Write out everything from the line containing "Place one marker on each instance of the steep" down to the end of the material. Add 123 to each number in the coordinates, leave every other line unchanged, and give only those lines.

━━━━━ TASK INPUT ━━━━━

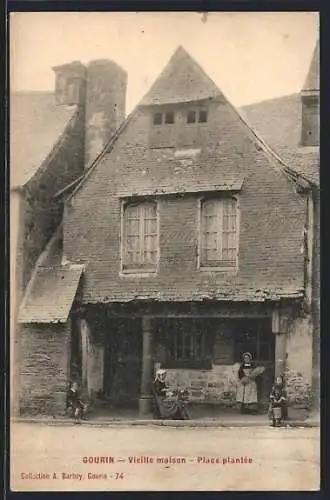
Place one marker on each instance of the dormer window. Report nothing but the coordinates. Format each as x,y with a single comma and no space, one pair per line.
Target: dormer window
202,116
197,116
166,118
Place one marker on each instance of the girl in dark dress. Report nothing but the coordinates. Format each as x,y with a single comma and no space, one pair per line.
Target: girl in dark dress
164,408
278,396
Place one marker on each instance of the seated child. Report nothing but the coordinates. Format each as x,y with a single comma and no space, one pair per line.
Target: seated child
278,398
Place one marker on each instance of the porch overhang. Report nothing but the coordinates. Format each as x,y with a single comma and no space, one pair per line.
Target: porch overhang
50,294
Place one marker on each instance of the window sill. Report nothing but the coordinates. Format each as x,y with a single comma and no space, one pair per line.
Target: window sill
223,269
138,272
188,364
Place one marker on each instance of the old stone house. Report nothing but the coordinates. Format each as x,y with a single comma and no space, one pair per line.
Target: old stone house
186,242
54,139
290,125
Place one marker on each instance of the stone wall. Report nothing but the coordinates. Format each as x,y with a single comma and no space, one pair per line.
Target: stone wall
44,368
217,385
299,361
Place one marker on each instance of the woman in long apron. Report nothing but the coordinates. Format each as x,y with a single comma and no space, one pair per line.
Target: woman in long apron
247,394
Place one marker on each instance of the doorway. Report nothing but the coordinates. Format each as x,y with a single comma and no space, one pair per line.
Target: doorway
256,337
123,361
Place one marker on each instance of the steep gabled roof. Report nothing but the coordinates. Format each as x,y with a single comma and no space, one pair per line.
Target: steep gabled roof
182,80
312,82
278,121
36,124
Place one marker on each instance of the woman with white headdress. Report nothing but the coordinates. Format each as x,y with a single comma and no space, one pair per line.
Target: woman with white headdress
165,408
247,394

━━━━━

REPLY:
Place one marker on each instance of the steep gabled roof. Report nothing but the coordinates. Format each as x,y with a single comma and no space, one pair per line.
Target: steep gabled roof
305,203
435,205
401,244
159,247
Place one marker on each instance of the woman with white headdress. Report nothing but the coordinates. Format each as x,y with a single comma and no space, one pair per line.
Target: woman with white headdress
288,531
370,517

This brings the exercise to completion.